Skip to content

Summit Carbon Solutions Launching Eminent Domain Against South Dakota Landowners

Last updated on 2023-05-10

The firm Republican belief in property rights has not stopped the rich Iowa Republicans behind Summit Carbon Solutions from going to court to seize the property rights of more than 80 South Dakota lawndowners through eminent domain for their proposed private carbon dioxide pipeline. Lawyer Brian Jorde, who’s been working with farmers to fight Summit’s pipeline predations, says there are more eminent domain lawsuits to come:

Summit has initiated more than 80 lawsuits against landowners in Beadle, Brown, Codington, Edmunds, Hand, Kingsbury, Lake, McPherson and Spink counties, court records show. The majority of the pending cases were brought on April 24.

…Brian Jorde, a lawyer with Nebraska-based Domina Law Group, told the Argus Leader on Monday he predicts this is only the first batch of filings.

“It’s significant in that it shows how unpopular this project is and how poor this company has handled itself in dealing with people. And it is a significant amount that will, no doubt, be growing, not shrinking,” Jorde said [Dominik Dausch, “Summit Files More Than 80 Eminent Domain Lawsuits in 9 South Dakota Counties,” Sioux Falls Argus Leader, 2023.05.01].

Summit spokespeople squawk that they have to use eminent domain:

John Satterfield, regulatory affairs director with Summit Carbon Solutions, said eminent domain has to be on the table; otherwise, no pipeline of any kind would ever get built.

“The expectation that people want to invest in a project like ours, without that tool available, is a misunderstanding of the business,” he said.

Elizabeth Burns Thompson, vice president of government and public affairs with the Heartland Greenway pipeline, said eminent domain is a last resort. Heartland Greenway has yet to leverage eminent domain.

*Problem to solve*:
In the post about Summit Carbon Solutions' eminent domain lawsuits, on what date were most of the pending cases brought?

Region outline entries

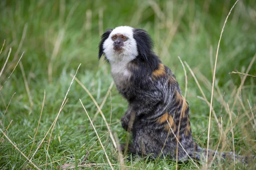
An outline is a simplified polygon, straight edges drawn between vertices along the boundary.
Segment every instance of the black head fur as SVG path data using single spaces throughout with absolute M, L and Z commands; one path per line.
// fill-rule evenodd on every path
M 113 29 L 107 29 L 106 32 L 101 37 L 101 41 L 99 45 L 99 55 L 98 56 L 99 60 L 100 59 L 100 57 L 103 54 L 103 43 L 104 43 L 104 41 L 108 37 L 109 34 L 113 30 Z
M 137 60 L 140 60 L 140 64 L 144 63 L 148 67 L 151 71 L 158 68 L 160 62 L 158 57 L 152 51 L 153 41 L 150 36 L 144 30 L 134 29 L 134 38 L 136 41 L 137 49 L 139 52 Z
M 146 61 L 152 53 L 153 41 L 147 32 L 142 29 L 134 29 L 134 38 L 137 43 L 139 55 Z

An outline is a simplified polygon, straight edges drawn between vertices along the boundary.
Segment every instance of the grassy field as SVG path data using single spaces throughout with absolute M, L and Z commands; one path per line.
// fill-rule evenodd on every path
M 111 169 L 79 99 L 94 121 L 99 136 L 103 136 L 100 141 L 114 169 L 175 169 L 176 162 L 167 158 L 135 159 L 128 162 L 120 159 L 89 95 L 99 105 L 103 103 L 102 113 L 115 141 L 124 143 L 128 134 L 120 119 L 127 102 L 114 85 L 111 88 L 108 64 L 97 59 L 100 36 L 107 28 L 121 25 L 148 32 L 154 42 L 154 51 L 176 76 L 183 94 L 185 73 L 178 56 L 184 62 L 193 137 L 206 147 L 208 130 L 202 133 L 209 124 L 218 42 L 235 2 L 1 0 L 0 49 L 5 40 L 5 43 L 0 54 L 0 128 L 13 144 L 0 133 L 0 169 L 36 169 L 35 166 L 41 169 Z M 210 128 L 211 149 L 217 149 L 220 140 L 218 151 L 255 154 L 256 78 L 229 74 L 235 71 L 256 76 L 255 30 L 255 1 L 239 1 L 227 20 L 220 43 Z M 74 80 L 63 107 L 71 75 L 76 74 L 80 63 L 76 77 L 81 83 Z M 241 164 L 235 164 L 235 168 L 243 168 Z M 231 161 L 214 164 L 210 168 L 232 169 L 233 166 Z M 178 167 L 197 169 L 191 161 L 179 163 Z

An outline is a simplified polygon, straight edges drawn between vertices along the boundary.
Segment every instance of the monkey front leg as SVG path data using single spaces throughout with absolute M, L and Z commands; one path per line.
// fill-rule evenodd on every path
M 131 131 L 132 125 L 135 118 L 135 112 L 131 105 L 129 105 L 125 116 L 121 119 L 122 126 L 125 130 L 128 132 Z

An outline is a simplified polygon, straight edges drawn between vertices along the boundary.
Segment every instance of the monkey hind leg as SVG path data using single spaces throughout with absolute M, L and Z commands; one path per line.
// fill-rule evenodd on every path
M 121 144 L 120 148 L 121 150 L 123 152 L 124 152 L 125 150 L 127 149 L 128 151 L 133 154 L 136 155 L 137 154 L 132 144 L 128 144 L 128 146 L 127 144 Z
M 195 159 L 205 162 L 206 161 L 207 149 L 202 148 L 198 145 L 196 146 L 195 152 L 192 157 Z M 208 161 L 209 162 L 212 162 L 218 164 L 218 162 L 223 163 L 226 161 L 233 161 L 234 158 L 236 161 L 241 162 L 244 164 L 248 165 L 250 162 L 256 162 L 254 155 L 249 155 L 247 156 L 239 156 L 234 154 L 233 152 L 227 153 L 219 153 L 216 151 L 211 150 L 208 150 Z

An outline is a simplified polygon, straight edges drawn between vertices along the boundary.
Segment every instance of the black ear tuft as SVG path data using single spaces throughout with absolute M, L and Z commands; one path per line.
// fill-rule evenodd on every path
M 147 32 L 142 29 L 134 29 L 134 38 L 136 41 L 139 54 L 148 61 L 148 57 L 152 53 L 153 41 Z
M 111 33 L 113 30 L 113 29 L 108 29 L 106 32 L 102 35 L 101 41 L 99 45 L 99 55 L 98 56 L 99 60 L 100 59 L 100 57 L 103 54 L 103 43 L 105 40 L 108 37 L 109 34 Z

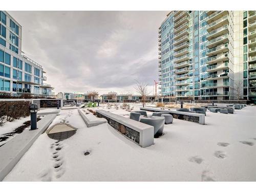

*The answer*:
April 24.